◆ **Requests**
(1) In the child-safety article, rewrite the paragraph beginning "Use matching identifiers" as a brief bulleted list that keeps its main facts.
(2) Answer these questions from the child-safety article, one line each:
(a) According to the article, what do insurers typically require as a condition of abuse-liability coverage?
(b) Roughly how much should a church budget for each background check?
(c) How often should screened volunteers be re-checked?

* START Page text *

Leadership
The One Thing You Can Never Get Wrong in Kids' Ministry
100 Strong · June 30, 2026
Photo by AMONWAT DUMKRUT on Unsplash
I want to start with a sentence that may feel heavy, but it is the truth: nothing in your church matters more than the safety of a child. A single incident can unravel everything you have built, and far worse, it can wound a child for the rest of their life.
Here is the tension small churches feel. Your volunteer bench is thin. It is Sunday morning, you are short a helper, and you think, "It is just for an hour, and we all know each other." That feeling, that quiet shortcut born of trust and scarcity, is exactly the gap that abusers look for. The smallest churches are often the most exposed, not because they care less, but because they are stretched the thinnest.
So let me say this plainly and kindly: child protection is not a program you add once you grow. It is the foundation you stand up before you grow. Think of it as the floor under the room, not the decoration on the wall.
One important note before we go further: this is not legal advice. Background-check rules, mandatory-reporting duties, and ratio standards vary by state, denomination, and insurer. Every written policy must be reviewed by your insurance carrier and a local attorney, and it must follow your denomination's standards and state law. Where I mention a specific number below, verify it locally before you rely on it.
Why this is a gate, not an upgrade
Beyond the moral weight, there is a hard financial reality. Insurers typically require child-protection policies (background checks, the two-adult rule, and so on) as a condition of abuse-liability coverage. In plain terms, your church cannot be properly insured to run a kids' ministry until this baseline exists. You do not get to skip it and circle back. It is the prerequisite.
The two-adult rule, no exceptions
Never leave a child alone with a single adult. Two screened adults should be in every room at all times. No one-on-one meetings behind closed doors. This protects children, and it also protects your volunteers from false accusations.
And yes, this includes the pastor. No exceptions means no exceptions, all the way up. If you genuinely only have one adult available, keep the door open and have another adult checking in regularly until you can fix the staffing.
Screen everyone, before they serve
Everyone who works with children gets screened. Regular volunteers, occasional helpers, staff, and the pastor. There are no special people who get waved through.
- Collect a signed application and background-check authorization, plus references.
- Run, at minimum, a national criminal database check, a sex-offender registry check, and an SSN trace.
- Budget roughly $10 to $25 per check.
- Review results before anyone serves, and re-check every two to three years.
Auto-disqualifiers include any conviction or pending charge for child abuse, neglect, or sexual offenses. That line does not move.
Secure check-in and check-out
Use matching identifiers. The parent and the child each receive a matching numbered tag, and the child is released only to the person holding the matching identifier. Capture allergy and emergency-contact details at check-in. You can absolutely start on paper with numbered stickers and move to a digital system as you grow (those typically run about $20 to $100 per month). Start simple, but start.

* END Page text *
* START Records *

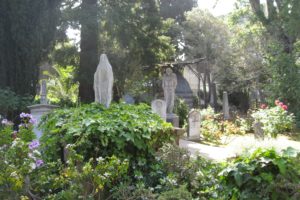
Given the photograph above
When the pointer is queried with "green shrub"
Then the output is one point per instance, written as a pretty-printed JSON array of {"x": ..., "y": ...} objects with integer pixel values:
[
  {"x": 19, "y": 158},
  {"x": 213, "y": 127},
  {"x": 180, "y": 193},
  {"x": 126, "y": 131},
  {"x": 260, "y": 176},
  {"x": 200, "y": 176},
  {"x": 275, "y": 120}
]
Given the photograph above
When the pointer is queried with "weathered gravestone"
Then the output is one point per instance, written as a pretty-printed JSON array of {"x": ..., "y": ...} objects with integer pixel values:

* END Records *

◆ **Expected responses**
(1)
- The parent and the child each receive a matching numbered tag.
- The child is released only to the person holding the matching identifier.
- Allergy and emergency-contact details are recorded at check-in.
- A church may begin with paper and numbered stickers, then move to a digital system as it grows; such systems typically cost about $20 to $100 per month.
- Start simple, but start.

(2)
(a) Child-protection policies, such as background checks and the two-adult rule.
(b) Roughly $10 to $25 per check.
(c) Every two to three years.